▸ **WHAT YOU HAVE TO DO**
Reproduce the records between the lines holding "foliage visible in the provided image." and "[96,136,136,163]", inclusive, leaving the wording lines unchanged but multiplying every bounding box coordinate in the answers by 0.85 and rounding to whole numbers, with halves rounded up. Give only those lines.

---- DATA TO PROCESS

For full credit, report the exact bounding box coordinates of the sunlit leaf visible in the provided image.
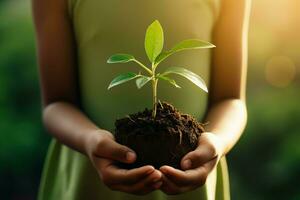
[158,74,181,88]
[145,20,164,62]
[135,75,151,89]
[107,53,134,63]
[107,72,141,90]
[155,39,216,63]
[162,67,208,92]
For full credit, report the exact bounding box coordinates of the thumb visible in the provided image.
[98,138,136,163]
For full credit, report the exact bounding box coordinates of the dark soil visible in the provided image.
[115,102,204,169]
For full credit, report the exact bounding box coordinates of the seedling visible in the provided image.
[107,20,215,118]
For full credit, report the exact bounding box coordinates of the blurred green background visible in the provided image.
[0,0,300,200]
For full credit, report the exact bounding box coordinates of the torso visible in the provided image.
[70,0,218,131]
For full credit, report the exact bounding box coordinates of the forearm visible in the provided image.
[43,102,104,154]
[205,99,247,155]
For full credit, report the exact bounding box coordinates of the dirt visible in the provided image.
[115,102,204,169]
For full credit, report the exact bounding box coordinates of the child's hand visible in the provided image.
[87,131,162,195]
[160,132,223,194]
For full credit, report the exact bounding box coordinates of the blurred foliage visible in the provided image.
[0,1,49,199]
[0,0,300,200]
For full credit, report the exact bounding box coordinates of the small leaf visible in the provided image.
[107,53,134,63]
[145,20,164,63]
[162,67,208,92]
[158,74,181,88]
[135,75,152,89]
[155,39,216,63]
[107,72,141,90]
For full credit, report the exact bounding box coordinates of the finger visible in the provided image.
[181,145,218,170]
[112,170,162,195]
[160,175,183,195]
[159,166,207,186]
[95,158,155,185]
[96,136,136,163]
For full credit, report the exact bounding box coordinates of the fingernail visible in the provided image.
[182,159,192,169]
[153,181,162,189]
[126,152,135,161]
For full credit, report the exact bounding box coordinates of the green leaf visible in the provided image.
[162,67,208,92]
[107,72,141,90]
[145,20,164,63]
[135,75,152,89]
[158,74,181,88]
[107,53,134,63]
[155,39,216,63]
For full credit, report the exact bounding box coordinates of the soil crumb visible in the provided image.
[115,102,204,169]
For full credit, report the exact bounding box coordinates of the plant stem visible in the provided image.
[152,76,158,118]
[133,59,153,75]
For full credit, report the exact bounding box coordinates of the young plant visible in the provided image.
[107,20,215,118]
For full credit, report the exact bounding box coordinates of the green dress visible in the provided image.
[38,0,229,200]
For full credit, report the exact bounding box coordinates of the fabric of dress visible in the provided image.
[38,0,229,200]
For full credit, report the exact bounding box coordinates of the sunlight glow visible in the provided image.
[265,56,296,88]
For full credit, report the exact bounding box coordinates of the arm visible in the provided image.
[32,0,161,194]
[160,0,251,194]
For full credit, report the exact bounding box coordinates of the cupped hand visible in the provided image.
[87,130,162,195]
[160,132,223,195]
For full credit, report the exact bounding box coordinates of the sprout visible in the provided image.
[107,20,215,118]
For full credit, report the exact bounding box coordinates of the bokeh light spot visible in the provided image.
[265,56,296,88]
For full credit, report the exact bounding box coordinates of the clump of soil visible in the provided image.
[115,102,204,169]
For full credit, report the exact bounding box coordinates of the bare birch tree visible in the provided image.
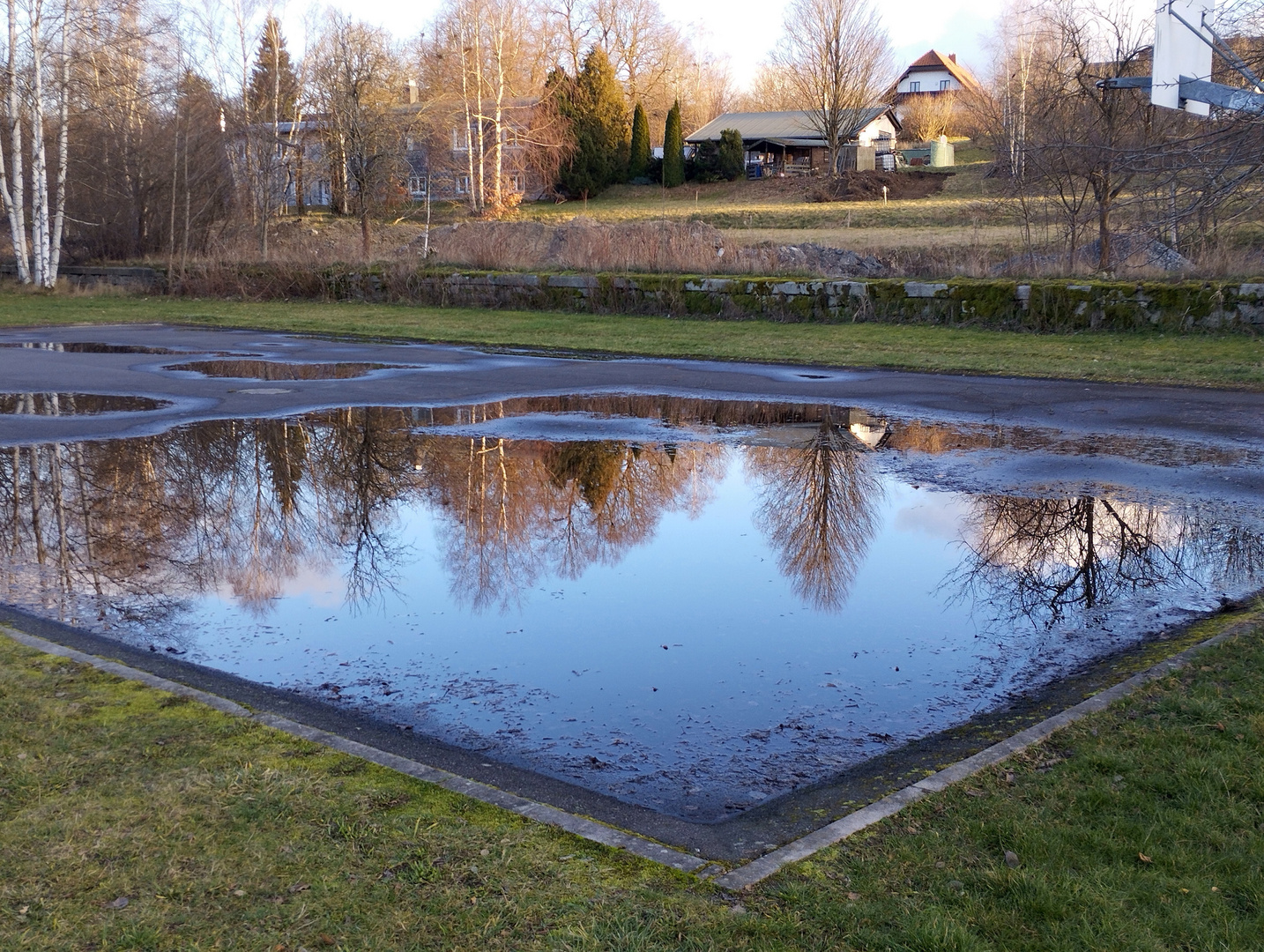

--------

▸ **RESULT BELOW**
For full credit, report the exact bounding box coordinates of the blurred foliage visible in the provided image.
[0,1,42,169]
[0,0,255,170]
For full credit, report the exact bounding box coordinates of the small leaf visible in the provided image.
[91,45,114,54]
[123,17,139,54]
[138,57,177,78]
[134,63,154,75]
[115,64,129,76]
[132,33,184,54]
[91,61,120,77]
For full credit, report the exact bounding box coordinates of the finger visible in the provided image.
[154,123,185,145]
[95,145,138,166]
[136,149,156,166]
[135,141,176,158]
[81,134,132,157]
[82,116,116,139]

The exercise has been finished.